Exercise:
Copy only the part that opens with the line containing "Batch job #214: For the image above, mark every house" and closes with the line containing "xmin=472 ymin=292 xmax=567 ymax=316", keeping every line (requests included) but scaling each bounding-box coordinate in the answers by 2, rounded to a whole number with halves going up. The numbers in the requests and their format samples stay unchanged.

Excerpted data:
BEGIN

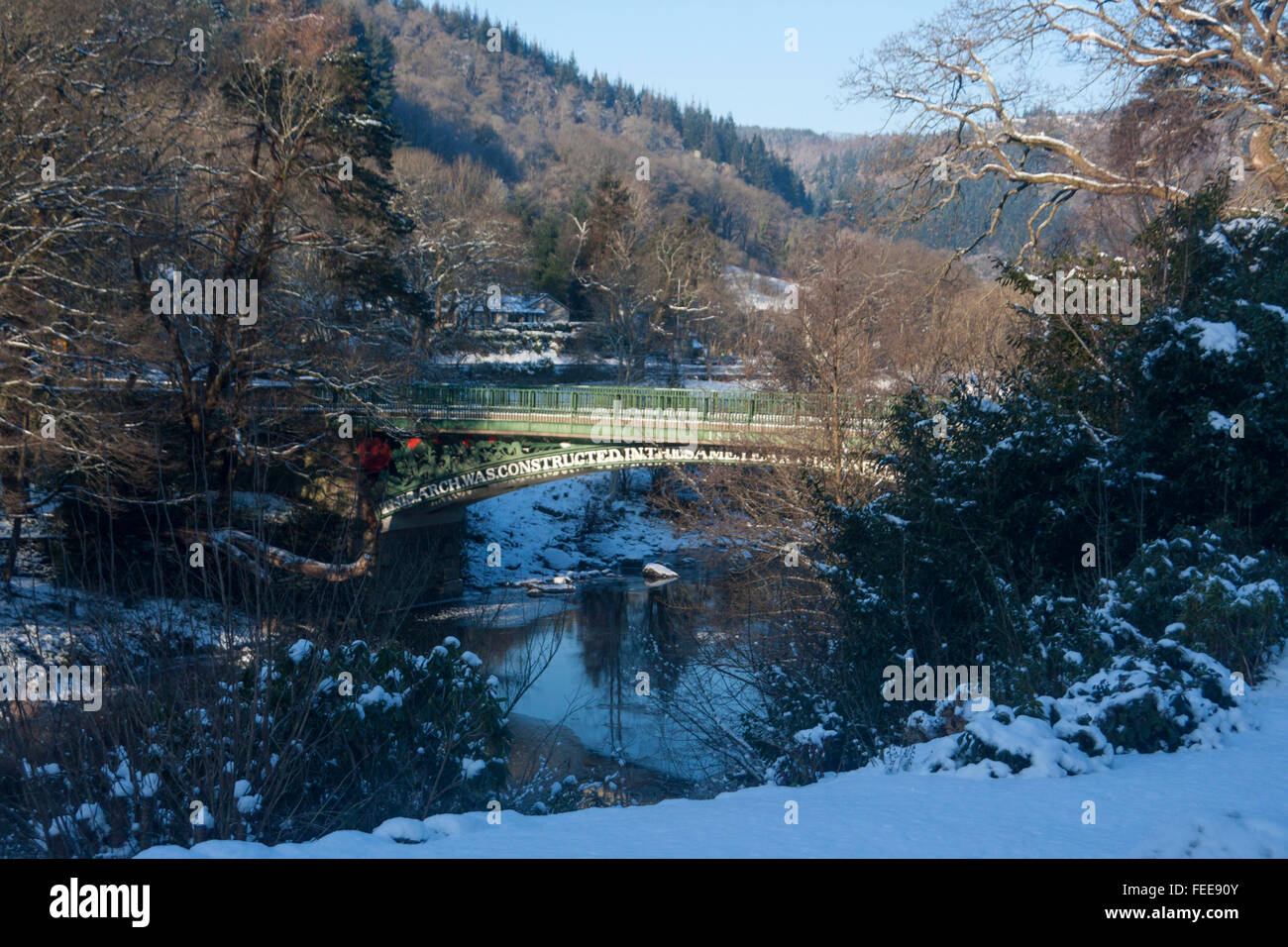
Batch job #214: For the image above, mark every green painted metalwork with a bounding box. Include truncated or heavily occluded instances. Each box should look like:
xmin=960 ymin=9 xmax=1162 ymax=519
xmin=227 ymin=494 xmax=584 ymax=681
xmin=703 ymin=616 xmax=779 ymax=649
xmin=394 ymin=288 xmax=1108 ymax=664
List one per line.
xmin=331 ymin=384 xmax=881 ymax=447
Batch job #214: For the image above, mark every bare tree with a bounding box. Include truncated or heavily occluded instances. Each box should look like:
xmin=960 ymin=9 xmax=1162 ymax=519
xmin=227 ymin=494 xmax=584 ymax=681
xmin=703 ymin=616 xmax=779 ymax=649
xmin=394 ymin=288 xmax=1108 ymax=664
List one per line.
xmin=842 ymin=0 xmax=1288 ymax=255
xmin=574 ymin=170 xmax=716 ymax=384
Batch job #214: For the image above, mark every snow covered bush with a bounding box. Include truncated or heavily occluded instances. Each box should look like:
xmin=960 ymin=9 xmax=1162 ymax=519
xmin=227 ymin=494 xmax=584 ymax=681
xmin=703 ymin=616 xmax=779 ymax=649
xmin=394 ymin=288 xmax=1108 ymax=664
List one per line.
xmin=804 ymin=189 xmax=1288 ymax=775
xmin=271 ymin=638 xmax=509 ymax=818
xmin=0 ymin=638 xmax=509 ymax=856
xmin=1105 ymin=527 xmax=1288 ymax=681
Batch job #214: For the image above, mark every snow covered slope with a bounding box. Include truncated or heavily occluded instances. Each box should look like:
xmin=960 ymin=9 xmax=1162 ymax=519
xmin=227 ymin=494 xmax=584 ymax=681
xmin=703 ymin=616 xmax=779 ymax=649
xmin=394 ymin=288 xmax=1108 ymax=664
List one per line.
xmin=139 ymin=660 xmax=1288 ymax=858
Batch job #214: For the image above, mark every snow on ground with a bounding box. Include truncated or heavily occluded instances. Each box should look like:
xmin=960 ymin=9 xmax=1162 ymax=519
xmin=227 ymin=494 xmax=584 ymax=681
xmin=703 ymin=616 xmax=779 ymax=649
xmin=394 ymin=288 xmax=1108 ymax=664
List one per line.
xmin=0 ymin=575 xmax=252 ymax=664
xmin=139 ymin=660 xmax=1288 ymax=858
xmin=464 ymin=471 xmax=708 ymax=586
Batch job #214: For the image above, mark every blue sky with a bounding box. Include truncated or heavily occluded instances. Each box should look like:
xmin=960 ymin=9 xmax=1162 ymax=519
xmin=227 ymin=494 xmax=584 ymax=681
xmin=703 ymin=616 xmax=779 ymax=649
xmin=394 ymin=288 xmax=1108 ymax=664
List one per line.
xmin=443 ymin=0 xmax=948 ymax=132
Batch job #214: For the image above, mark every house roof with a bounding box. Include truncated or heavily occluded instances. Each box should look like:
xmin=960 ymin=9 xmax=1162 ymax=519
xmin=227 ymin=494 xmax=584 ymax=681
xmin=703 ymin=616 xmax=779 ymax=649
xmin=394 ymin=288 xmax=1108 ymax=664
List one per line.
xmin=472 ymin=292 xmax=567 ymax=316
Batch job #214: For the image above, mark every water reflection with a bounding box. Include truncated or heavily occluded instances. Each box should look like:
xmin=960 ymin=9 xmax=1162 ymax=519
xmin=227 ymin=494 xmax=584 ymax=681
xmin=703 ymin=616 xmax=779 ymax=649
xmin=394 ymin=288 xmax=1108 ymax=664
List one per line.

END

Task output:
Batch job #214: For the image above, mark every house roof with a bounding box. Include truncated or heavily occluded instances. Each box should look like:
xmin=960 ymin=9 xmax=1162 ymax=519
xmin=227 ymin=494 xmax=584 ymax=681
xmin=703 ymin=616 xmax=779 ymax=649
xmin=394 ymin=288 xmax=1108 ymax=664
List one per line.
xmin=944 ymin=584 xmax=1134 ymax=632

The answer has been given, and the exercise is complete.